**REQUISITOS DA TAREFA**
No trecho da página abaixo, por qual nome era conhecido o bambuzal que ficava entre as bifurcações da estrada no topo do morro?

Caso 37 - Guerras

 Nasci em um vilarejo no Estado de São Paulo, Brasil, mas por questão de segurança, prefiro não informar o ano de meu nascimento e seu local exato. De qualquer forma, foi por volta dos anos 70 e vivi neste vilarejo por cerca de 15 anos. Meu pai era nascido no local e meu avô paterno havia ajudado a desbravar a região nas primeiras décadas do século, quando houve a construção de uma ferrovia, cujas muitas estações acabaram dando origem a vilarejos como este em que nasci.

Em uma época de poucos recursos, mas de mais segurança quando comparada com os dias de hoje, era comum que as crianças brincassem soltas pelas ruas, pelos campos, sítios e rios das redondezas. Eu, meus irmãos e meus amigos aventurávamos por todo canto, e explorávamos lugares muito interessantes para crianças e adolescentes. Um desses lugares, mas não o único, era um morro próximo, coberto de canaviais e laranjais, cuja estrada de acesso bifurcava no topo e se dividia em três ou quatro rumos. Entre uma dessas bifurcações, um bambuzal se destacava pela altura e comprimento quando comparado às plantações mais baixas ao redor. Esse bambuzal era conhecido como "A trincheira".

**LISTAGEM DE DADOS**
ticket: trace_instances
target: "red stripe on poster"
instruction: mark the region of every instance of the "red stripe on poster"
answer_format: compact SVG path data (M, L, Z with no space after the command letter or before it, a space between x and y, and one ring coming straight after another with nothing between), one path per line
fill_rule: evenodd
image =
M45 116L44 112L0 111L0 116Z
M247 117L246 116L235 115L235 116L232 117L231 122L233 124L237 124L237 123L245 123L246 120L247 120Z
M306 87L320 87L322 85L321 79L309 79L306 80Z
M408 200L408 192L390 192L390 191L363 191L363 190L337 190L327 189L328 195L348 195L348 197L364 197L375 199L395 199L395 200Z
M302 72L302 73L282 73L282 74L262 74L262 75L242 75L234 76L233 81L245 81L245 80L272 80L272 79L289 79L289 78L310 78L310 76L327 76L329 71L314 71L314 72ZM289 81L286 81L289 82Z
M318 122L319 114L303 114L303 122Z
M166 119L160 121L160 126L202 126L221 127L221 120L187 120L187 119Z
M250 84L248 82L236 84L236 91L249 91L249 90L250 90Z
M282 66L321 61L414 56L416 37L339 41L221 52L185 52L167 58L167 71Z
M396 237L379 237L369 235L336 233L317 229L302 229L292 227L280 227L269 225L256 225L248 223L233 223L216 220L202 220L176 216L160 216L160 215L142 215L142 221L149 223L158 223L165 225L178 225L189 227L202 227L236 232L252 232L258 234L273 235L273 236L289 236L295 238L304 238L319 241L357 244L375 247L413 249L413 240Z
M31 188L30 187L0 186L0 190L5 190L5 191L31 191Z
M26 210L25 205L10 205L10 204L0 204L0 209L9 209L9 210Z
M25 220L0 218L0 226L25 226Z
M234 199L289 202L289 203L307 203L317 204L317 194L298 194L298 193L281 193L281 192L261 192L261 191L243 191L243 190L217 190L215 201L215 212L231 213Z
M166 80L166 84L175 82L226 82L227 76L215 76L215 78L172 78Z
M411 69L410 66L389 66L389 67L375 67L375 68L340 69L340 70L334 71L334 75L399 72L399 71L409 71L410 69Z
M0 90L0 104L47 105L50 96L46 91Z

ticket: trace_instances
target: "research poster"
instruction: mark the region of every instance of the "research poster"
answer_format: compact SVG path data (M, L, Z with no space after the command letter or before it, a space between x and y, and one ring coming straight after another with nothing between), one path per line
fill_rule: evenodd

**RESPOSTA ESCRITA**
Era conhecido como "A trincheira".